> **SELECTED EXTRACT**
Segment Open

We respond to the Comment of Lang et al.  regarding our mathematical model  of exposure of non-target Lepidoptera to Bt-maize pollen expressing Cry1Ab within Europe. Lang et al. remark on the degree to which the model was subject to uncertainty. Perry et al.  did indeed emphasize precaution: they made four separate decisions to model worst-case scenarios; identified six distinct sources of variability to which their results might be sensitive; and emphasized six different bases for the uncertainty of predictions. Lang et al. rightly emphasize the importance of identifying to which parameters the results of a model are most sensitive; Perry et al. should perhaps have emphasized more that the parameter to which their estimates of mortality were most sensitive was undoubtedly the variable measuring the rate of change of mortality with concentration/dose of the Cry1Ab protein (i.e. the slope of the probit/logit regression line; see below).
Regarding the relationship between the toxicity of MON810 and Bt176 pollen, Lang et al. imply that the relationship between mortality and dose may be nonlinear. Regressions from bioassay should always be checked for nonlinearity, but there was no evidence of this in any of the extensive number of regressions of Saeglitz et al. [3,4] upon which our slope estimate was based. Of course, the standard transformation of mortality to probits (or logits) and the logarithmic transformation of concentration [5,6] are designed to achieve a linear regression; both papers cited by Lang et al. use this method. Data from one of these papers  were tested for nonlinearity; none was found, and no disproportionally higher mortality at low Cry1Ab concentrations could be verified (figure 1).
Lang et al. are correct that Perry et al. used the range of published [8,9] values (12.2–78.9) to derive an average of the ratio of the concentration of the Cry1Ab protein expressed in pollen of maize Bt176 relative to that in maize MON810 for which a 31.05-fold difference was assumed. This is already likely to be a worst-case underestimate because, as Sears et al.  noted, the value of expression for MON810 was near the current level of detection by immunoassay. We do not agree with Lang et al.'s interpretation of the data from Nguyen : they compared the smallest Bt176 value from 2002 to the largest MON810 value from 2003. The within-year ratio of Bt176 : MON810 was 64.8 in 2002 and 30.5 in 2003. The latter value, very close to that adopted by Perry et al., leads to larger mortality estimates for MON810 than the former, a further example of Perry et al.'s use of worst-case scenarios. Figure 2 shows the importance of the distinction between the intercept and slope of the probit/logit line in this issue. The conclusions of the model for risk management depend on the degree of estimated mortality. The conclusions are clearly highly sensitive to assumptions concerning the slope. They are sensitive, but much less so, to the intercept; it is the intercept that is governed by the Bt176 : MON810 ratio. Figure 2 demonstrates the effect of choosing an alternative worst-case value of the ratio (12.2) at the end of the range.
Regarding the assumption of equal susceptibility for the butterflies Inachis io and Vanessa atalanta, we apologize for the incorrect citation given by Perry et al. We acknowledge that data to compare the sensitivities of I. io and V. atalanta are very limited. We are aware of no evidence that the sensitivities differ; unpublished data from a single field experiment appear to suggest that they may not. Both Perry et al. and Lang et al. remarked on the need for further data on European Lepidoptera of conservation concern.

Segment Closed

> **REQUIRED ACTIONS**
**1)** Update the part of the Bt-maize pollen reply that opens with "Regarding the relationship" and closes with "verified (figure 1).", putting "normal equivalent deviates" in place of "probits".
**2)** Carry on the reply about the Bt-maize pollen model from its last sentence.

Natural language region descriptions
Segment Open

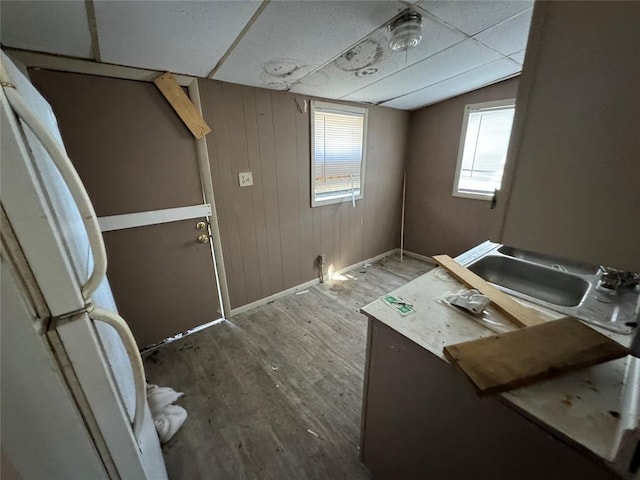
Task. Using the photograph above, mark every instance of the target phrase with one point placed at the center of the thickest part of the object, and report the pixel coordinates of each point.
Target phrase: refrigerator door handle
(73, 182)
(120, 326)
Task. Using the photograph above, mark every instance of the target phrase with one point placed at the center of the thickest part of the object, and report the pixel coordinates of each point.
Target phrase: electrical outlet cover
(245, 179)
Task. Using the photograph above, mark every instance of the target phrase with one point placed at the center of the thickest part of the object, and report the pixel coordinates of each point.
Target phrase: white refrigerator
(73, 386)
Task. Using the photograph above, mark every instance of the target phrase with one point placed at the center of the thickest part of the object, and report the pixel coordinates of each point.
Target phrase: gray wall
(435, 221)
(271, 236)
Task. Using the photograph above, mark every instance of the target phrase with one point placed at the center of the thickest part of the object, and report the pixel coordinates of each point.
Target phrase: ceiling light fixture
(406, 31)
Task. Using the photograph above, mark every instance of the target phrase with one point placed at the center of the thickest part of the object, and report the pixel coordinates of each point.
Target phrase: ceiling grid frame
(469, 28)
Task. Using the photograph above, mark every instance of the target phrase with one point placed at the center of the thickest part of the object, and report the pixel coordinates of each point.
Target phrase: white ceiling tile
(466, 82)
(474, 16)
(372, 60)
(518, 57)
(180, 36)
(59, 27)
(291, 39)
(510, 36)
(448, 63)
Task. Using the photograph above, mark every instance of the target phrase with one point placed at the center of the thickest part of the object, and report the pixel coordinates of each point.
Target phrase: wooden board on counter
(503, 362)
(517, 313)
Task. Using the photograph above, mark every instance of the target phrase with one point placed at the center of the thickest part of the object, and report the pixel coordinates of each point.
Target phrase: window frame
(468, 109)
(339, 108)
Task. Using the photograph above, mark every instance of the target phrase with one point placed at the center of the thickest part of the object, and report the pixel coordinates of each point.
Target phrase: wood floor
(276, 393)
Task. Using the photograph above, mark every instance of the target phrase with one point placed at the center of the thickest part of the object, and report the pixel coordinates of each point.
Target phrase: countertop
(583, 407)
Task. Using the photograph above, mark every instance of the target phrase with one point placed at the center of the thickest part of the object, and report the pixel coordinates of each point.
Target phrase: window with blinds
(337, 153)
(486, 131)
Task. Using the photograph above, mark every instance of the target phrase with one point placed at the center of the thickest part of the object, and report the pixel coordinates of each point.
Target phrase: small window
(486, 130)
(337, 153)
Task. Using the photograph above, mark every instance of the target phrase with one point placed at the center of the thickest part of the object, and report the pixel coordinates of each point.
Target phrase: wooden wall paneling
(243, 201)
(124, 107)
(216, 108)
(308, 253)
(287, 174)
(436, 221)
(346, 212)
(371, 212)
(264, 132)
(266, 139)
(257, 195)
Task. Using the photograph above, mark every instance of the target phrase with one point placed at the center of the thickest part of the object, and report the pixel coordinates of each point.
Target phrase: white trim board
(66, 64)
(303, 286)
(153, 217)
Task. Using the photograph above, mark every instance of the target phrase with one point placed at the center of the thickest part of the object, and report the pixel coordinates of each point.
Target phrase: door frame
(28, 59)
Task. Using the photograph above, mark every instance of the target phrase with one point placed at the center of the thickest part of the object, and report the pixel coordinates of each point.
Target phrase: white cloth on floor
(169, 421)
(160, 397)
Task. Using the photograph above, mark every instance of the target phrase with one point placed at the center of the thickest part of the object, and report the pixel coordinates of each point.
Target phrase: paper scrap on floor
(399, 305)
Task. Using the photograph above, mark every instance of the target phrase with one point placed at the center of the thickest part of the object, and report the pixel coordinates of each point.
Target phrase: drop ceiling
(331, 49)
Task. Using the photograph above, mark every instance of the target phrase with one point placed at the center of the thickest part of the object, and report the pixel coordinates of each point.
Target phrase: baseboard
(424, 258)
(305, 285)
(153, 347)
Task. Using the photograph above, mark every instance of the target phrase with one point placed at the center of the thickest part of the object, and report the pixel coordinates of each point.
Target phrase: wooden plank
(517, 313)
(186, 110)
(503, 362)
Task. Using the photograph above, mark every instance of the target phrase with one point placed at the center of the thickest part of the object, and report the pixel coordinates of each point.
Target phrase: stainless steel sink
(549, 285)
(554, 262)
(566, 287)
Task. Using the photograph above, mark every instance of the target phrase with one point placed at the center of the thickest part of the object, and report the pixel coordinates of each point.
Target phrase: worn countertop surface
(583, 407)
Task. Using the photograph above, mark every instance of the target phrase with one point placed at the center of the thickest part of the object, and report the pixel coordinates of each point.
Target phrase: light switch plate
(245, 179)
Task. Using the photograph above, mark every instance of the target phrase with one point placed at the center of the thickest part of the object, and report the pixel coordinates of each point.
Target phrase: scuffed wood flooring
(255, 386)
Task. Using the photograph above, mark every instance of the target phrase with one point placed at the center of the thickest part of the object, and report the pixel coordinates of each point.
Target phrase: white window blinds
(338, 139)
(485, 149)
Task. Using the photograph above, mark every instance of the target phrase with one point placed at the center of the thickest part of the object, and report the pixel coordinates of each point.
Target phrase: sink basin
(546, 284)
(560, 264)
(561, 285)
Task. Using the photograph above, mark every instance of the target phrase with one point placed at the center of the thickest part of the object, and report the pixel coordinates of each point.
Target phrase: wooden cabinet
(421, 419)
(574, 159)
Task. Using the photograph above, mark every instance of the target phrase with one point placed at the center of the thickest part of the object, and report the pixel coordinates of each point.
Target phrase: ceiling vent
(406, 31)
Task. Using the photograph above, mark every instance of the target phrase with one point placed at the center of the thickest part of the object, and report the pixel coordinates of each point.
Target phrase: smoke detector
(406, 31)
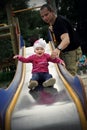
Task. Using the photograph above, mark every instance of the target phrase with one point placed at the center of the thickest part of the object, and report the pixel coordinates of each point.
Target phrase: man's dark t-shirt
(61, 26)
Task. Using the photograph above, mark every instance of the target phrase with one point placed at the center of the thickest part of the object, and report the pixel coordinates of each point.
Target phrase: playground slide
(55, 108)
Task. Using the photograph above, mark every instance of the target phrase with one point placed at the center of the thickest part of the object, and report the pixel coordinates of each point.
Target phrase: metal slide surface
(46, 108)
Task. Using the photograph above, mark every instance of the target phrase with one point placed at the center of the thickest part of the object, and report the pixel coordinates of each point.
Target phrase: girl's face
(39, 51)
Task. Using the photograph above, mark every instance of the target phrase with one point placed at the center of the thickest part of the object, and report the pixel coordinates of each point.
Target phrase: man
(66, 48)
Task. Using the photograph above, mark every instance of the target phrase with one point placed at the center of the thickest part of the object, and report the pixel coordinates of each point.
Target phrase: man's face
(46, 15)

Segment Closed

> **RESPONSES**
**1)**
Regarding the relationship between the toxicity of MON810 and Bt176 pollen, Lang et al. imply that the relationship between mortality and dose may be nonlinear. Regressions from bioassay should always be checked for nonlinearity, but there was no evidence of this in any of the extensive number of regressions of Saeglitz et al. [3,4] upon which our slope estimate was based. Of course, the standard transformation of mortality to normal equivalent deviates (or logits) and the logarithmic transformation of concentration [5,6] are designed to achieve a linear regression; both papers cited by Lang et al. use this method. Data from one of these papers  were tested for nonlinearity; none was found, and no disproportionally higher mortality at low Cry1Ab concentrations could be verified (figure 1).

**2)**
Lang et al. argue that the experimental methodology of Felke et al.  was likely to give results that underestimated true mortality. However, in many experiments with MON810, larvae have been exposed to longer time periods than those of Felke et al. : 10 days ; 14–22 days ; 7 days ; 10–14 days . These and other experiments with MON810 pollen have shown no negative effects when lepidopteran larvae were exposed to MON810 pollen alone. Furthermore, susceptibility to Bt toxin declines with age in older instars (e.g. ), so any potential for negative impacts of Bt pollen is reduced as the larvae develop. Lang et al. claim that fig. 1 of  demonstrates long-term effects (longer than 7 days) following a short acute dose of Bt. However, comparison of treatment and control in that figure appears to contradict rather than support their claim. In the period between 7 and 27 days, the mortality for a dose of 2.5 mg of Bt is only marginally (approx. 2%) greater than that of the control, while the mortalities for all other doses (1, 5, 7.5, 10, 20, 30 mg) are at least 5 per cent less than that of the control.
We fully agree with Lang et al. that sublethal effects should encompass fecundity and other parameters. However, many studies neglect to test parameters other than larval or pupal weight (e.g. ). Perry et al. emphasized that ‘our methods are subject to considerable uncertainty’, a caveat repeated in the final sentence of the Discussion.
Lang et al. stated that ‘all publications cited in Perry et al. in support of a possible reduction in exposure through behaviour of the larvae refer to Danaus plexippus’, but have perhaps overlooked Perry et al.'s text: ‘Both species [V. atalanta and I. io] are somewhat protected under field conditions from pollen deposition; the former species creates “leaf bags”, the latter builds webs (e.g. )’. We agree that the extent to which exposure is reduced through such behaviour is variable but it is surely not contentious to state that there is evidence for this for neonate larvae within Europe (see e.g. http://tristram.squarespace.com/home/2009/6/9/peacock-butterfly-caterpillars.html).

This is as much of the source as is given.